Copy the lines from the start of the stored dataset items through the line containing "[[222, 96], [201, 92], [210, 94]]", requests included. Offset every coordinate in the answers by adding 16 to it.

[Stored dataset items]

┄┄┄┄┄┄

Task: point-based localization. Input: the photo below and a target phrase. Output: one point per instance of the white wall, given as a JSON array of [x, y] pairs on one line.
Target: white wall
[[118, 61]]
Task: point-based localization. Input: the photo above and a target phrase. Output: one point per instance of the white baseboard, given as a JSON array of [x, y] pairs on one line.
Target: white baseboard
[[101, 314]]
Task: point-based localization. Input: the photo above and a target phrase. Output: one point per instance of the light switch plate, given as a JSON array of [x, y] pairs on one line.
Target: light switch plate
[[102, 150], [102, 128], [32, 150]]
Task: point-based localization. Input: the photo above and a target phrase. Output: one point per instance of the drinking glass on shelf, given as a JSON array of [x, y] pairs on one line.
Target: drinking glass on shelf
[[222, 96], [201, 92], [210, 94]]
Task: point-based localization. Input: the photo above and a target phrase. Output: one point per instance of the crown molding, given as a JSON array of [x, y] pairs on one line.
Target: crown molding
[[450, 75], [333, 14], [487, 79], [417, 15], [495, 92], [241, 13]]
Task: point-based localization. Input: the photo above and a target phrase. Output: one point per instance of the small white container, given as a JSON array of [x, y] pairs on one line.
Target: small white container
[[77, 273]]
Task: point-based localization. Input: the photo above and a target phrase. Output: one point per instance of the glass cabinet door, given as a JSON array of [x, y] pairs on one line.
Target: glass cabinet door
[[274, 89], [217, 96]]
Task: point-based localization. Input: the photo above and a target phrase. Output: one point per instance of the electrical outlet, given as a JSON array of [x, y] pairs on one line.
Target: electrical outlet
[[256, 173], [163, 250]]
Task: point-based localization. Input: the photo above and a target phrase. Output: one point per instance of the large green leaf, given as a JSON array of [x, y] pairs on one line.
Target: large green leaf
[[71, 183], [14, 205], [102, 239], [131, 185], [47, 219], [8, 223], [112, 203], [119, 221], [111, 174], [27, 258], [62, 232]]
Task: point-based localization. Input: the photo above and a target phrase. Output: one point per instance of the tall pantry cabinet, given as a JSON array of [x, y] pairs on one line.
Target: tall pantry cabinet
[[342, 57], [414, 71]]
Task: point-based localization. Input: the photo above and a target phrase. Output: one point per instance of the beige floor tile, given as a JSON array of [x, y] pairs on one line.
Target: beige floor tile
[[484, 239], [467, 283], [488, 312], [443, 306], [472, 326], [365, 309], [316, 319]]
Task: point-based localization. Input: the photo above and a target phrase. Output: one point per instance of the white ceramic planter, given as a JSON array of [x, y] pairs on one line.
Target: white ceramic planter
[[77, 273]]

┄┄┄┄┄┄

- **SOLUTION**
Task: point-based localization. Input: the photo below and a target phrase. Output: one point per instance of the white wall, given as a JSON array of [x, y] pairs on one line.
Target: white wall
[[134, 77]]
Task: point-based localization. Input: the photo above and a target phrase. Output: one point per instance of the white baseboard, given as a JSON array of [x, y] pairs on one line.
Target: white baseboard
[[117, 330]]
Task: point-based localization. Input: the photo above and a target phrase. Output: one point per instance of the light switch plate, given as a JSON array of [x, y] pairs on one line.
Target: light switch plate
[[118, 166], [118, 144], [48, 166]]
Task: point-based localization. Input: the photo above and a target phrase. Output: one point per instance of the drinking glass on shelf, given as a JSON array of [x, y] pairs on one line.
Target: drinking glass on shelf
[[238, 112], [217, 108], [226, 110]]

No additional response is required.